In the records below, rewrite the part that opens with the line containing "If you could pin the blue" and closes with the line containing "column 68, row 21" as a numbered list, leaving out blank lines.

▼

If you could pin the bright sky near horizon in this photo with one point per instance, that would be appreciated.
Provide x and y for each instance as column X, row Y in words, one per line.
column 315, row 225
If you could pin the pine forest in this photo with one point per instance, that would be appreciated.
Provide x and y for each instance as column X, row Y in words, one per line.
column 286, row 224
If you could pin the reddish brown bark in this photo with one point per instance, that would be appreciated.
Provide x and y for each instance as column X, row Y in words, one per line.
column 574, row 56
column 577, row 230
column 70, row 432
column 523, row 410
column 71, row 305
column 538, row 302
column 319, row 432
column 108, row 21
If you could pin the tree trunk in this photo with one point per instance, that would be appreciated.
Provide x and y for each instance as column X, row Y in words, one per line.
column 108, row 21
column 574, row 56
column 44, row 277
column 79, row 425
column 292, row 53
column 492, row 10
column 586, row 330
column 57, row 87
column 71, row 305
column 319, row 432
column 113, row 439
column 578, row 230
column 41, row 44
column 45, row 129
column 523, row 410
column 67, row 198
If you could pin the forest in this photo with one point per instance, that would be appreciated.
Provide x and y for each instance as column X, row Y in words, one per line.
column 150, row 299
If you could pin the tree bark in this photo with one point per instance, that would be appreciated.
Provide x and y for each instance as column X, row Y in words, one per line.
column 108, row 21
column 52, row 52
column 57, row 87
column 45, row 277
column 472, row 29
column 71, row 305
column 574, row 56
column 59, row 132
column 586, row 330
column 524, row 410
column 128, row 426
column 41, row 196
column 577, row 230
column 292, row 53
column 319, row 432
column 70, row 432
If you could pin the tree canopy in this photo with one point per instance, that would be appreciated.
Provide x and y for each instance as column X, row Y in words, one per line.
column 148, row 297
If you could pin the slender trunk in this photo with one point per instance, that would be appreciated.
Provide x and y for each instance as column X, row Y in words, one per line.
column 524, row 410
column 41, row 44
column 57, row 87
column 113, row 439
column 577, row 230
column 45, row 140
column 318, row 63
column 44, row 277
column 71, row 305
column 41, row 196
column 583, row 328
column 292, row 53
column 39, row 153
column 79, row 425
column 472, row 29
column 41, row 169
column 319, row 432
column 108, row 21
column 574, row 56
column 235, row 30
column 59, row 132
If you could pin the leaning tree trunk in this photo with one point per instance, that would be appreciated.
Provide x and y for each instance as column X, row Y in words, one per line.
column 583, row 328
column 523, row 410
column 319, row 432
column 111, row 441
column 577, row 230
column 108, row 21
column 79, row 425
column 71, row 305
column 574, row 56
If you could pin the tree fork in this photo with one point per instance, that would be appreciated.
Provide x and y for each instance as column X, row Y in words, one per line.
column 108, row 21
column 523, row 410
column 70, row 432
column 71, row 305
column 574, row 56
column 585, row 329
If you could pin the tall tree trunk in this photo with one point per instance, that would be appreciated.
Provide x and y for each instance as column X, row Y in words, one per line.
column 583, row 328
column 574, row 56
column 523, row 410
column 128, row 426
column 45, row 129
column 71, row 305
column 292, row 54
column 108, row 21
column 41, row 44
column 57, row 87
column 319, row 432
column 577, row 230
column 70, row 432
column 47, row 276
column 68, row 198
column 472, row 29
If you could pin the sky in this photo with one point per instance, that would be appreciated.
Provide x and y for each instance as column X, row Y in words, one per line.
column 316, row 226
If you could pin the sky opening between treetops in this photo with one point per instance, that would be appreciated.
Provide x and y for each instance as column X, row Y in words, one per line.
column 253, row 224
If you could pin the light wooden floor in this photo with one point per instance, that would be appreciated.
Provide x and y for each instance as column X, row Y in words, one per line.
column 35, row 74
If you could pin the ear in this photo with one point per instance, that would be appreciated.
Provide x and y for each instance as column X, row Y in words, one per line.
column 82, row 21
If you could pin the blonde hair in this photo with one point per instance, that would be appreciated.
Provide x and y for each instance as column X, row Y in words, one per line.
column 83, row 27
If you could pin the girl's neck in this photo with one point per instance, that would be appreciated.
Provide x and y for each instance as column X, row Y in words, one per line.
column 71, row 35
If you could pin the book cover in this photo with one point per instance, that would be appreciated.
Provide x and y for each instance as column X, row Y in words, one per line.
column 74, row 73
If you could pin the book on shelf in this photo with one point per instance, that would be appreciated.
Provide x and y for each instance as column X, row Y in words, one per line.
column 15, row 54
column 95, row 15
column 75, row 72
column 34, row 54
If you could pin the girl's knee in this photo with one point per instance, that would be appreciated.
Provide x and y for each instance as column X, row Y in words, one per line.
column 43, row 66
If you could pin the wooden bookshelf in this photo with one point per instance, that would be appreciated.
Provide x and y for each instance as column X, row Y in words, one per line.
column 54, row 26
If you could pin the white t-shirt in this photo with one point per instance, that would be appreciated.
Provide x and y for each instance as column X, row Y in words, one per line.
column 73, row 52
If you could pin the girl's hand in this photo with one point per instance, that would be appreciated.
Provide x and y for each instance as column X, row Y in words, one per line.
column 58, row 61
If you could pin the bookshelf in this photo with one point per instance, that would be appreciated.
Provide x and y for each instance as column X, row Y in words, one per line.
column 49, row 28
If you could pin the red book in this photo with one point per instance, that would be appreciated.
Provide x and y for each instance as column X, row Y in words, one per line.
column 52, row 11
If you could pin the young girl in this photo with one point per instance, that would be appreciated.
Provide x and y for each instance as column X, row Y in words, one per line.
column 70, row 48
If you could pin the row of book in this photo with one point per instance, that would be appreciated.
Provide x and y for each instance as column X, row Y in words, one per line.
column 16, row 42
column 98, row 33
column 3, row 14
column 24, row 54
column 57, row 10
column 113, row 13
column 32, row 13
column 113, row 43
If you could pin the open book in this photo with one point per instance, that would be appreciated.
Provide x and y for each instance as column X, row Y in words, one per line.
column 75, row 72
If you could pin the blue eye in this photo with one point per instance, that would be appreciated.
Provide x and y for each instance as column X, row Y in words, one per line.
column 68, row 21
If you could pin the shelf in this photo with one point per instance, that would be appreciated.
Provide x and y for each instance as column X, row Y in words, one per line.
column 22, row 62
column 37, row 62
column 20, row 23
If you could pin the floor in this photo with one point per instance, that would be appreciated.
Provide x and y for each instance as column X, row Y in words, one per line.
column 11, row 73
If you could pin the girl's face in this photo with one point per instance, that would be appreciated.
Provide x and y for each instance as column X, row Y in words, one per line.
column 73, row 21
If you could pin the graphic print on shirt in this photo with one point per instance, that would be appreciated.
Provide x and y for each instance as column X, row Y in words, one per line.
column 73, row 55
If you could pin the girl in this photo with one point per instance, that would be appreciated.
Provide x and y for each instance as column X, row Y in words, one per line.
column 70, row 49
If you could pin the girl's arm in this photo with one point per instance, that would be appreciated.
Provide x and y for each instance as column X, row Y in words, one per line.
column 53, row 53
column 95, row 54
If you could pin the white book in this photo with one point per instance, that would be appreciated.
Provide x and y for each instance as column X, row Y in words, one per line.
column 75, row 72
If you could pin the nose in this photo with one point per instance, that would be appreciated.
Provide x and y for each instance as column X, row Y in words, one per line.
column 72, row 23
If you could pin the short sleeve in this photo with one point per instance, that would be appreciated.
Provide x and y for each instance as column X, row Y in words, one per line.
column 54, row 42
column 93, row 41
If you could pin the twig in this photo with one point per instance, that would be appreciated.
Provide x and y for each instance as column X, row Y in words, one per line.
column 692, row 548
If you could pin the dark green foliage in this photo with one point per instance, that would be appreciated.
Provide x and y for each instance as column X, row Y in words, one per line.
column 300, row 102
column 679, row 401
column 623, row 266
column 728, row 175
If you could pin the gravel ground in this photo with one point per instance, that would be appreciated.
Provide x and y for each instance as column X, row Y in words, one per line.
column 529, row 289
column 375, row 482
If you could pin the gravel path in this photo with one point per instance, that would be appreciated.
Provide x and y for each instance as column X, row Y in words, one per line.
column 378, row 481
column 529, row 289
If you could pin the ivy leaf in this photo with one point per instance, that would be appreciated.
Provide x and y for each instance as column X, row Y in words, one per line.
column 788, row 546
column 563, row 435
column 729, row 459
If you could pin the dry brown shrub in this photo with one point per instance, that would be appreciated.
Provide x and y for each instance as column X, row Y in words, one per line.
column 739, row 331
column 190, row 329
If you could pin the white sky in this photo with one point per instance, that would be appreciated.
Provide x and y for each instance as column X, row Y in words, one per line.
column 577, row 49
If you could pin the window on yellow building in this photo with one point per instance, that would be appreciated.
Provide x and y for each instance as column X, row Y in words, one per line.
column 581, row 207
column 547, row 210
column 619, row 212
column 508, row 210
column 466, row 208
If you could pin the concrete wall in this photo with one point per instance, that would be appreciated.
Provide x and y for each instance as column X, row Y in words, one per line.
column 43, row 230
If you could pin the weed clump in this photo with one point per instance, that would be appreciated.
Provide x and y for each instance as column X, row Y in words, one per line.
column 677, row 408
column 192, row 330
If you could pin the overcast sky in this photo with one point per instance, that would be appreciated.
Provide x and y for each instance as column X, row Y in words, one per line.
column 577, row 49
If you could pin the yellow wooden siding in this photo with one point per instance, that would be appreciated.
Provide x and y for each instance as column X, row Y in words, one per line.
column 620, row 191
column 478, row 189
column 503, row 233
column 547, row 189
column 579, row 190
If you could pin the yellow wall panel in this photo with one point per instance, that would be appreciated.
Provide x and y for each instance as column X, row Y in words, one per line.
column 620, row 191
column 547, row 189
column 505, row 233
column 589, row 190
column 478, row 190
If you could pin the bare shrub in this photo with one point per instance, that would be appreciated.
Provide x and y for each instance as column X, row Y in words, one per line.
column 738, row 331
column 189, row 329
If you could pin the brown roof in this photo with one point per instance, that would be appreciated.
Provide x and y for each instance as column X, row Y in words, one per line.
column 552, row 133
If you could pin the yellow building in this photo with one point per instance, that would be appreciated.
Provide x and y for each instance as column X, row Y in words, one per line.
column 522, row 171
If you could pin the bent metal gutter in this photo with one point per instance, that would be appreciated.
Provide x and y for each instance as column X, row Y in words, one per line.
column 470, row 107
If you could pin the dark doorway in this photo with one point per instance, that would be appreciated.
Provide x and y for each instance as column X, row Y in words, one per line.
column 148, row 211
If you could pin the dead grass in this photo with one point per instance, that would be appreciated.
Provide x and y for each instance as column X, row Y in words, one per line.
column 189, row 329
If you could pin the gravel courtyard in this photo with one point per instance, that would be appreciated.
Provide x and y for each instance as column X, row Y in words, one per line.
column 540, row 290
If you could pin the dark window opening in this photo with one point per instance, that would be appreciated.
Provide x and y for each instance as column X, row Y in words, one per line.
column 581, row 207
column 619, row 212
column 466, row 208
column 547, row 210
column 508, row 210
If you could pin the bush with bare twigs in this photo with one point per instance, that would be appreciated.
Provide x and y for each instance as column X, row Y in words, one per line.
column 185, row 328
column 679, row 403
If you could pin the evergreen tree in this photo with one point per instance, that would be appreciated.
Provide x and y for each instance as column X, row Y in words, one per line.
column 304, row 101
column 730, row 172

▲

= FINAL ANSWER =
1. If you could pin the blue eye in this photo with one point per instance, that would be appreciated.
2. Provide x and y for each instance as column X, row Y in words, one per line.
3. column 68, row 21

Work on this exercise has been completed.